Work required: Word for word, transcribe the records that follow.

Provided entries:
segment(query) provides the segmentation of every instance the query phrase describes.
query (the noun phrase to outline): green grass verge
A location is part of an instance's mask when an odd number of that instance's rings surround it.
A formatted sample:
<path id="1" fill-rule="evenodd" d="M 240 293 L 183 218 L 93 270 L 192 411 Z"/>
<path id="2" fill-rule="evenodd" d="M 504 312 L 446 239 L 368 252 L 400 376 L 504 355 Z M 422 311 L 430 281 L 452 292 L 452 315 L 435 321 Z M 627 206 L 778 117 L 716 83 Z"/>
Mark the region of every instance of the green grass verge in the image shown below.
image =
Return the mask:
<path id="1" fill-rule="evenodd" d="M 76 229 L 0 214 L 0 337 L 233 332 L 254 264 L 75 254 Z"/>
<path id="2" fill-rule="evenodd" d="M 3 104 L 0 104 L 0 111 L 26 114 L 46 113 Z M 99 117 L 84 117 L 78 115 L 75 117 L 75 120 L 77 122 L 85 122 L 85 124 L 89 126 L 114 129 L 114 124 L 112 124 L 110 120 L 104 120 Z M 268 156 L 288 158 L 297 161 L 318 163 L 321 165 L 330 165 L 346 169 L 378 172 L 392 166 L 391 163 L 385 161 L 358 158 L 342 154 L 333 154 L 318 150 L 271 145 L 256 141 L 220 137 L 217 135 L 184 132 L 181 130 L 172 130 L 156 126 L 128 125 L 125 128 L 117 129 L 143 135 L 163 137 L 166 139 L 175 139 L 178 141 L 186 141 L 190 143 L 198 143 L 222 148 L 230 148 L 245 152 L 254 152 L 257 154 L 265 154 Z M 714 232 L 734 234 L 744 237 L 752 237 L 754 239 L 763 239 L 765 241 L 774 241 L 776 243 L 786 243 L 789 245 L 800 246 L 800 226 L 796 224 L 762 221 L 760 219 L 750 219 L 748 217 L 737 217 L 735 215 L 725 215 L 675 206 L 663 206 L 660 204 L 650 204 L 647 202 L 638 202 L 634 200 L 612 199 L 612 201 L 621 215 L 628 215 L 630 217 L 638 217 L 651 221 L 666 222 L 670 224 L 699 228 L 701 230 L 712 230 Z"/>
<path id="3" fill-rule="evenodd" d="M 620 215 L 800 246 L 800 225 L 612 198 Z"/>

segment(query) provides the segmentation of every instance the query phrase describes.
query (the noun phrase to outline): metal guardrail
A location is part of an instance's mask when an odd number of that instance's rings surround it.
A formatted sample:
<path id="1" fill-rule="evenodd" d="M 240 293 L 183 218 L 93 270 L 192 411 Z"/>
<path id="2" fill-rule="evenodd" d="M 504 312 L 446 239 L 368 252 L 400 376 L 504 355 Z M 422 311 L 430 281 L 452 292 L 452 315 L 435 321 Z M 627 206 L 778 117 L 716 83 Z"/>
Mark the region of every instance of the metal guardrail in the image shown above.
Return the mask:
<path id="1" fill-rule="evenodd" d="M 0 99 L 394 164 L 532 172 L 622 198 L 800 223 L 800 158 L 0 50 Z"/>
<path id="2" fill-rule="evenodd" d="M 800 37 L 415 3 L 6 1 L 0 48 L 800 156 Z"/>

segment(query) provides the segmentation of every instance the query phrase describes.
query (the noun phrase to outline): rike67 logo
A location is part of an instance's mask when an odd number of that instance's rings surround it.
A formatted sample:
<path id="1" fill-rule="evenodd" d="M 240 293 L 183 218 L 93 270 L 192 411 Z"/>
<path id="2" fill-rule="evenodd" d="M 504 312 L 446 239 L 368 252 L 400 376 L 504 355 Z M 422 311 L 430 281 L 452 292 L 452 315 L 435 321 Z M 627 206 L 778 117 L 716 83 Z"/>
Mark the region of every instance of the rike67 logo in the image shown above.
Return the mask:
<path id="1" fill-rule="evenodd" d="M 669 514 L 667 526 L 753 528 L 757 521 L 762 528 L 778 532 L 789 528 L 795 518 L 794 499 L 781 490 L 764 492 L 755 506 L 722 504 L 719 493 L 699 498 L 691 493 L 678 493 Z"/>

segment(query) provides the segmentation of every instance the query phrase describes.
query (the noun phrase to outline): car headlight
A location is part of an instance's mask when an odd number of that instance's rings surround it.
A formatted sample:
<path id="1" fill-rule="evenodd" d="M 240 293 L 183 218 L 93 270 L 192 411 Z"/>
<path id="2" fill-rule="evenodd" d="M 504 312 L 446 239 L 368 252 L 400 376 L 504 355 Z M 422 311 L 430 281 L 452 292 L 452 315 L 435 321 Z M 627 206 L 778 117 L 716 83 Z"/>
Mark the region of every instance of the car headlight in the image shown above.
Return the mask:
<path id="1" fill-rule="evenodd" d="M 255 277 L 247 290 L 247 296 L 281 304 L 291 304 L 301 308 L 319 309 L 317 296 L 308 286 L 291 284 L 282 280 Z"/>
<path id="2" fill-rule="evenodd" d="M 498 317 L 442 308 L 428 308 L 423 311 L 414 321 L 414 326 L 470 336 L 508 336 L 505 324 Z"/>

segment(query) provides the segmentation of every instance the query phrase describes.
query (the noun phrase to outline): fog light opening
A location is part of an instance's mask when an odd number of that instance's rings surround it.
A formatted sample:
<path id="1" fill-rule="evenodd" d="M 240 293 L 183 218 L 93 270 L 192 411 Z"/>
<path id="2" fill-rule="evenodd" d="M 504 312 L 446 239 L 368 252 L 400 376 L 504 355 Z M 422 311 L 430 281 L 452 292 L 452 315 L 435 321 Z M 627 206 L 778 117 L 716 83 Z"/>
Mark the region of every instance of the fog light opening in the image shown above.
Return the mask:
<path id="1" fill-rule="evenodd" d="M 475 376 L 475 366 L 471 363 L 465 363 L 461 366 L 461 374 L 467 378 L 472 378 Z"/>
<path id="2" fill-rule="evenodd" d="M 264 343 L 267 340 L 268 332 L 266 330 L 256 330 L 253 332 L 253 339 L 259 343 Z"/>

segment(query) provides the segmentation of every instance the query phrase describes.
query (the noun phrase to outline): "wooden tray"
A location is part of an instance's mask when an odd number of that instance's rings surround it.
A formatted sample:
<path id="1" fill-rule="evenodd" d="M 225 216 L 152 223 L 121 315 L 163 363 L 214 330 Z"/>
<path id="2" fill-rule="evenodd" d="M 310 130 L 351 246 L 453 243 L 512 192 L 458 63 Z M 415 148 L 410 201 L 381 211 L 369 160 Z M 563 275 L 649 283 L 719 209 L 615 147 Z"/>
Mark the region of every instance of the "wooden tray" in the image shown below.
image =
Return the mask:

Written response:
segment(query) provides the segmentation of every instance the query phrase describes.
query (the noun phrase to outline): green grass verge
A location is part of an instance's mask when an odd number of that instance's rings surround it.
A formatted sample:
<path id="1" fill-rule="evenodd" d="M 240 293 L 183 218 L 93 270 L 192 411 Z"/>
<path id="2" fill-rule="evenodd" d="M 504 312 L 446 239 L 368 252 L 400 376 L 504 355 Z M 422 311 L 430 281 L 452 292 L 452 315 L 435 321 Z M 627 206 L 778 117 L 716 83 Z"/>
Mark the region of every instance of the green grass verge in the image shown below.
image =
Return the mask:
<path id="1" fill-rule="evenodd" d="M 76 229 L 0 214 L 0 337 L 233 332 L 254 264 L 75 254 Z"/>
<path id="2" fill-rule="evenodd" d="M 3 104 L 0 104 L 0 111 L 26 114 L 46 113 Z M 99 117 L 84 117 L 78 115 L 75 117 L 75 120 L 77 122 L 85 122 L 85 124 L 89 126 L 114 129 L 114 124 L 112 124 L 110 120 L 104 120 Z M 268 156 L 288 158 L 297 161 L 318 163 L 321 165 L 330 165 L 346 169 L 378 172 L 392 166 L 391 163 L 385 161 L 358 158 L 342 154 L 333 154 L 318 150 L 271 145 L 256 141 L 220 137 L 217 135 L 184 132 L 181 130 L 172 130 L 156 126 L 128 125 L 125 128 L 117 129 L 143 135 L 163 137 L 166 139 L 175 139 L 178 141 L 186 141 L 190 143 L 198 143 L 222 148 L 230 148 L 245 152 L 254 152 L 257 154 L 265 154 Z M 714 232 L 734 234 L 744 237 L 752 237 L 754 239 L 763 239 L 765 241 L 774 241 L 776 243 L 786 243 L 789 245 L 800 246 L 800 226 L 796 224 L 762 221 L 760 219 L 750 219 L 748 217 L 737 217 L 735 215 L 725 215 L 675 206 L 663 206 L 660 204 L 650 204 L 647 202 L 638 202 L 634 200 L 612 199 L 612 201 L 621 215 L 628 215 L 630 217 L 638 217 L 651 221 L 666 222 L 670 224 L 699 228 L 701 230 L 712 230 Z"/>
<path id="3" fill-rule="evenodd" d="M 620 215 L 800 246 L 800 225 L 612 198 Z"/>

segment(query) provides the segmentation of every instance the query phrase describes.
query (the noun phrase to outline): metal guardrail
A location is part of an instance's mask when an odd number of that instance's rings surround it.
A formatted sample:
<path id="1" fill-rule="evenodd" d="M 240 293 L 183 218 L 93 270 L 192 411 Z"/>
<path id="2" fill-rule="evenodd" d="M 504 312 L 446 239 L 368 252 L 400 376 L 504 355 Z M 422 311 L 430 281 L 452 292 L 452 315 L 435 321 Z M 627 206 L 778 117 L 716 83 Z"/>
Mark the region of every instance of the metal guardrail in the image shown above.
Return the mask:
<path id="1" fill-rule="evenodd" d="M 0 99 L 394 164 L 532 172 L 622 198 L 800 223 L 800 158 L 0 50 Z"/>
<path id="2" fill-rule="evenodd" d="M 800 37 L 415 3 L 6 1 L 0 48 L 800 156 Z"/>

segment(query) provides the segmentation of every instance the query phrase describes.
query (the noun phrase to outline): rike67 logo
A location is part of an instance's mask when an odd number of that instance's rings surround it.
A formatted sample:
<path id="1" fill-rule="evenodd" d="M 240 293 L 183 218 L 93 270 L 192 411 Z"/>
<path id="2" fill-rule="evenodd" d="M 504 312 L 446 239 L 368 252 L 400 376 L 504 355 Z M 422 311 L 430 281 L 452 292 L 452 315 L 435 321 Z M 627 206 L 778 117 L 716 83 Z"/>
Mark the region of every instance of the rike67 logo in the image shown above.
Return the mask:
<path id="1" fill-rule="evenodd" d="M 669 514 L 667 526 L 753 528 L 757 521 L 762 528 L 778 532 L 789 528 L 795 518 L 794 499 L 781 490 L 764 492 L 755 506 L 722 504 L 719 493 L 699 498 L 691 493 L 678 493 Z"/>

segment(query) provides the segmentation of every instance the query phrase describes.
query (the noun phrase to outline): car headlight
A location is part of an instance's mask when an odd number of that instance's rings surround it.
A formatted sample:
<path id="1" fill-rule="evenodd" d="M 240 293 L 183 218 L 93 270 L 192 411 Z"/>
<path id="2" fill-rule="evenodd" d="M 504 312 L 446 239 L 368 252 L 400 376 L 504 355 Z M 422 311 L 430 281 L 452 292 L 452 315 L 435 321 Z M 627 206 L 778 117 L 716 83 Z"/>
Mark the region of every instance of the car headlight in the image shown above.
Return the mask:
<path id="1" fill-rule="evenodd" d="M 255 277 L 247 290 L 247 296 L 281 304 L 291 304 L 301 308 L 319 309 L 317 296 L 308 286 L 291 284 L 282 280 Z"/>
<path id="2" fill-rule="evenodd" d="M 498 317 L 442 308 L 428 308 L 423 311 L 414 321 L 414 326 L 470 336 L 508 336 L 505 324 Z"/>

segment(query) provides the segmentation of every instance the query phrase describes.
query (the noun phrase to outline): fog light opening
A location is part of an instance's mask when an odd number of that instance's rings surround it.
A formatted sample:
<path id="1" fill-rule="evenodd" d="M 240 293 L 183 218 L 93 270 L 192 411 Z"/>
<path id="2" fill-rule="evenodd" d="M 504 312 L 446 239 L 368 252 L 400 376 L 504 355 Z M 422 311 L 430 281 L 452 292 L 452 315 L 435 321 Z M 627 206 L 778 117 L 716 83 Z"/>
Mark the region of every instance of the fog light opening in the image shown above.
Return the mask:
<path id="1" fill-rule="evenodd" d="M 475 376 L 475 366 L 471 363 L 465 363 L 461 366 L 461 374 L 467 378 L 472 378 Z"/>
<path id="2" fill-rule="evenodd" d="M 264 343 L 267 340 L 268 332 L 266 330 L 256 330 L 253 332 L 253 339 L 259 343 Z"/>

segment(query) provides the segmentation of every instance the query phrase describes.
query (the noun phrase to outline): "wooden tray"
A location is part of an instance's mask when an odd number of that instance's rings surround it.
A formatted sample:
<path id="1" fill-rule="evenodd" d="M 225 216 L 152 223 L 121 315 L 163 363 L 214 330 Z"/>
<path id="2" fill-rule="evenodd" d="M 310 130 L 351 246 L 453 243 L 512 192 L 458 63 Z M 415 148 L 410 201 L 381 211 L 369 160 Z M 563 275 L 649 283 L 719 209 L 615 147 Z"/>
Mark the region of every instance of the "wooden tray" in the image shown below.
image =
Return the mask:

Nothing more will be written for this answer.